> _The task_:
Below are records; count the lines that contain "pixel" and state only that count.

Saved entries
========

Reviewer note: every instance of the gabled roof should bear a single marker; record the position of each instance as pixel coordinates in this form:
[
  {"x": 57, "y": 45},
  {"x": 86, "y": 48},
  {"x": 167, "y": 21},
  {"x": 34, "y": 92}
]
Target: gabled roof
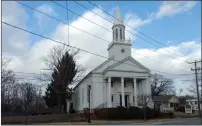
[
  {"x": 162, "y": 98},
  {"x": 128, "y": 58}
]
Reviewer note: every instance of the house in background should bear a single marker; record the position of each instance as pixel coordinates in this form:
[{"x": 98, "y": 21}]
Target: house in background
[
  {"x": 166, "y": 103},
  {"x": 116, "y": 82},
  {"x": 194, "y": 105}
]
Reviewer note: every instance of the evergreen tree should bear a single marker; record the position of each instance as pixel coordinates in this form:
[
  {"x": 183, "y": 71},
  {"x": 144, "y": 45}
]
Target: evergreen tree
[{"x": 58, "y": 90}]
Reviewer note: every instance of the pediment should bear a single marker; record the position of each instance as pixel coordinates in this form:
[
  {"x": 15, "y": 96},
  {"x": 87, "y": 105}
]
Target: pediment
[{"x": 128, "y": 64}]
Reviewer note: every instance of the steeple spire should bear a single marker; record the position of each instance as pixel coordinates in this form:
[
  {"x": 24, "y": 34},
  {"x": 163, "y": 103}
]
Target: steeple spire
[{"x": 118, "y": 16}]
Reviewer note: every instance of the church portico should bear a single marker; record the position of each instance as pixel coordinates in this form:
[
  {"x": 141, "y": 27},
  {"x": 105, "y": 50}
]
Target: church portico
[{"x": 123, "y": 91}]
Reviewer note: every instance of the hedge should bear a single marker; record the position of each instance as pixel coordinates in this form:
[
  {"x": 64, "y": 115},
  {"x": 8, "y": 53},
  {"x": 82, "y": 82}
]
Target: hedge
[{"x": 128, "y": 113}]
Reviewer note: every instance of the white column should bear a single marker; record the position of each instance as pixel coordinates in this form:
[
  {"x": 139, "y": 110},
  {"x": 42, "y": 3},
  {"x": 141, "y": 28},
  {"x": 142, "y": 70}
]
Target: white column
[
  {"x": 122, "y": 92},
  {"x": 148, "y": 86},
  {"x": 109, "y": 93},
  {"x": 135, "y": 90}
]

========

> _Answer below_:
8